> _TASKS_:
1. In the event overview, shorten the paragraph that starts "The complex physics of contact" while keeping its main facts.
2. According to the event overview, what is the mechanics of contact and friction to touch?
3. Carry the event overview on past its final sentence.

> _TEXT SEGMENT_:

..........

Event overview
Designers of human-computer interfaces can benefit from understanding how the physics of our skin shapes the messages that are sent to the brain.
The mechanics of contact and friction is to touch what sound waves are to audition, and what light waves are to vision.
The complex physics of contact and its consequences inside our sensitive tissues, however, differ in fundamental ways from the physics of acoustics and optics. The astonishing variety of phenomena resulting from the contact between fingers and objects is likely to have fashioned our somatosensory system at all its levels of its organisation, from early mechanics to cognition.
This talk will illustrate this idea through a variety of specific examples that show how surface physics shape the messages that are sent to the brain, providing completely new opportunities for applications of human machines interfaces.

..........

> _SOURCE MATERIAL_:

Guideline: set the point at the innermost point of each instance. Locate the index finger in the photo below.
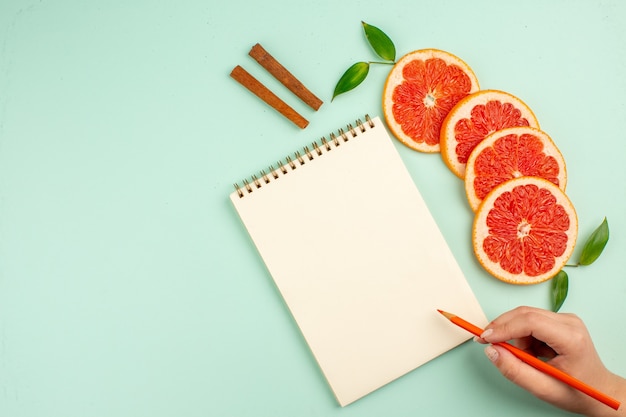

..........

> _EXERCISE ANSWERS_:
1. The physics of contact and its effects inside our sensitive tissues differ in basic ways from acoustics and optics. The wide range of effects that come from fingers touching objects has likely shaped every level of our somatosensory system, from early mechanics to cognition.

2. It is to touch what sound waves are to audition and what light waves are to vision.

3.
Biography
Vincent Hayward is a professor (on leave) at the Université Pierre et Marie Curie (UPMC) in Paris. Before, he was with the Department of Electrical and Computer Engineering at McGill University, Montréal, Canada, where he became a full Professor in 2006 and was the Director of the McGill Centre for Intelligent Machines from 2001 to 2004.
Hayward is a Fellow of the IEEE, interested in haptic device design, human perception, and robotics. He was a European Research Council Grantee from 2010 to 2016. Since January 2017, Hayward has been a Professor of Tactile Perception and Technology at the School of Advanced Studies of the University of London, supported by a Leverhulme Trust Fellowship.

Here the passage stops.